This is the story of my life so far: 68 years and counting.
Prequel: A Brief History of my Family in France
Beginning of my command of the Cybèle
After the week I spent with my predecessor on the Cybèle, I was recognized as the new Commanding Officer by the commanding officer of the mine hunter division, in a ceremony named "Prise de Commandement" (taking of command).
It's me on the left, when the division chief is saying:
- Officers, petty officers, quartermasters and sailors, from now on you will recognize as your commanding officer lieutenant-commander Celier, present here and you will obey him in all that he will command ...
Inspecting the honor guard
Inspecting the rest of the crew
There were several things that I did not like from my predecessor.
First, he was micromanaging everything, so all the officers were afraid of taking any initiative. And he complained to me that his subordinates did not learn anything. No wonder, as he was terrorizing them!
I promised myself that I will do the opposite and let my subordinates take initiatives as much as possible, as long as it was safe and it did not break any rule. It took them several weeks to realize that I was serious and that I was not trying to trick them.
In the French Navy, the Commanding Officer of a ship is given personally a sum of money every month, called "traitement de table". He is free to do anything with it. In particular, he uses this money to buy wine and spirits, tax free. At the end of his command, the remaining wine and alcohol is kept by his successor. Either the successor buys the stock, or he gets it free.

═══

__TO BE DONE__:
a) In the memoir about commanding the Cybèle, what was the name of the ceremony in which the new commanding officer was recognized?
b) Edit the memoir passage starting with "This is the" and going on through "will command ...", replacing "predecessor" with "forerunner".
The listing that comes next isn't needed.

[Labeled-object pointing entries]
═══

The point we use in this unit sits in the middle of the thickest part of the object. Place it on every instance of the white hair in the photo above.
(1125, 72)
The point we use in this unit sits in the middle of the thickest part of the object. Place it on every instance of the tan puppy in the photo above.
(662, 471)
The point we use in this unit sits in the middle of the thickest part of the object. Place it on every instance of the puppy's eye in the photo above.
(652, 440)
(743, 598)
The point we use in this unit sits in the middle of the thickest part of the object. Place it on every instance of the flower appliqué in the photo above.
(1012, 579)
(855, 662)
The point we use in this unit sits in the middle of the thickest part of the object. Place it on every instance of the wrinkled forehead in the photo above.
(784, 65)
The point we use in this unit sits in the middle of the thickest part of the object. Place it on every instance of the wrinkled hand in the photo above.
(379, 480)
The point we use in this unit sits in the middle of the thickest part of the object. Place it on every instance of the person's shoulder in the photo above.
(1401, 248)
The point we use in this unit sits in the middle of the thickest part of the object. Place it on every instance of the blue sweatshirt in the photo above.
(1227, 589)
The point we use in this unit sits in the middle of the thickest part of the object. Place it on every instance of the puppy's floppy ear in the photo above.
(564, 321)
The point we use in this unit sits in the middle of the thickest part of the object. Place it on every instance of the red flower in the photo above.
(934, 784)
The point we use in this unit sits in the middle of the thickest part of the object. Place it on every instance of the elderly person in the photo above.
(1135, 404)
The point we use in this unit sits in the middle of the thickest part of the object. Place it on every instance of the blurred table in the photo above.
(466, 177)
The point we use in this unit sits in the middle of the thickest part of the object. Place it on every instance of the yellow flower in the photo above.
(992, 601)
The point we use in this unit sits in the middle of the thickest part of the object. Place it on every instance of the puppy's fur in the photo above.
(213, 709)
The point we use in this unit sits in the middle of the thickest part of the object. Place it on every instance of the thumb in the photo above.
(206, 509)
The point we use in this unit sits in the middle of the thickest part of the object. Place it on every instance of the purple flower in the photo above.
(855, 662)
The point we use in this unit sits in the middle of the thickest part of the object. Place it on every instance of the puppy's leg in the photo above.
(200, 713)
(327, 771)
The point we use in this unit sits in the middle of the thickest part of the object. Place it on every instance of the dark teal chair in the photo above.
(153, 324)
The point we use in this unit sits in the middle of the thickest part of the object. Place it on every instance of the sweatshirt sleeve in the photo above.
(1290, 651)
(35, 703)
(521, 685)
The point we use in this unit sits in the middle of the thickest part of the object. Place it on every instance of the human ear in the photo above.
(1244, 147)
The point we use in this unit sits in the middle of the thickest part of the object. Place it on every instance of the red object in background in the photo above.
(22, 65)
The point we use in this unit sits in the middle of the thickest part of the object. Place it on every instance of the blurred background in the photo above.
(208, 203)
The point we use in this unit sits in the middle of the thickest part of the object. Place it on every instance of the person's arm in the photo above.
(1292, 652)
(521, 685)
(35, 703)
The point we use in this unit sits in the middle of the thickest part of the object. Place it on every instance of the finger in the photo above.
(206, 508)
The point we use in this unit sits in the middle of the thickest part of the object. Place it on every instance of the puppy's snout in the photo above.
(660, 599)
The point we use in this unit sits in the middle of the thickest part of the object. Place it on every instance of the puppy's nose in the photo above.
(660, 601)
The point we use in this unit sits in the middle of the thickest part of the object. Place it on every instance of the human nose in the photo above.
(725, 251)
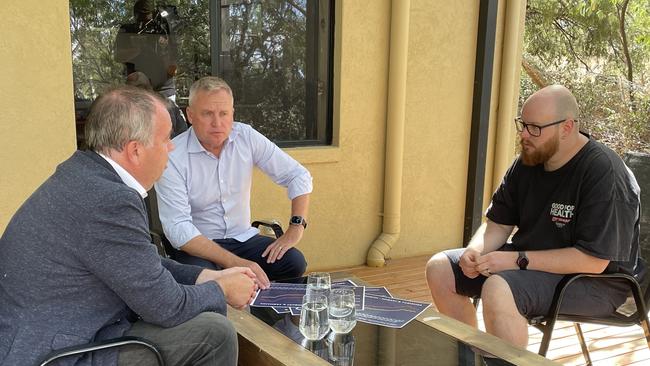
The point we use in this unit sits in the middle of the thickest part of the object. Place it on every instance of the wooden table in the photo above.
(430, 339)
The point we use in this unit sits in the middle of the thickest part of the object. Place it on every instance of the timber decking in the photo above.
(404, 278)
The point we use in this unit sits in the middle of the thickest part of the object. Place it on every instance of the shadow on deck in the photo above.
(404, 278)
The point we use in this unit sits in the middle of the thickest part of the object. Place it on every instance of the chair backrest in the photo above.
(639, 164)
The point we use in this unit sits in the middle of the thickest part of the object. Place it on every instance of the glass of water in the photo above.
(313, 317)
(318, 283)
(342, 314)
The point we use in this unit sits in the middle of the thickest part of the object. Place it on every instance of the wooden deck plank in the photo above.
(405, 278)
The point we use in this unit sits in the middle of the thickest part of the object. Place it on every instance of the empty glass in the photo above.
(341, 349)
(318, 283)
(313, 317)
(342, 314)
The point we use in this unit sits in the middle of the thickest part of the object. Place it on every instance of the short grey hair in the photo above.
(208, 84)
(122, 114)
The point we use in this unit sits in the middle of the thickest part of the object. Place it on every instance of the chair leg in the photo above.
(646, 330)
(583, 344)
(547, 331)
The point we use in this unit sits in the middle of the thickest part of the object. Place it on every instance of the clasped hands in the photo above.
(473, 263)
(239, 284)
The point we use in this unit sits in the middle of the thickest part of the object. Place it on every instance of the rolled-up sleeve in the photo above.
(279, 166)
(174, 207)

═══

__EXPECTED ANSWERS__:
a) "Prise de Commandement" (taking of command).

b)
This is the story of my life so far: 68 years and counting.
Prequel: A Brief History of my Family in France
Beginning of my command of the Cybèle
After the week I spent with my forerunner on the Cybèle, I was recognized as the new Commanding Officer by the commanding officer of the mine hunter division, in a ceremony named "Prise de Commandement" (taking of command).
It's me on the left, when the division chief is saying:
- Officers, petty officers, quartermasters and sailors, from now on you will recognize as your commanding officer lieutenant-commander Celier, present here and you will obey him in all that he will command ...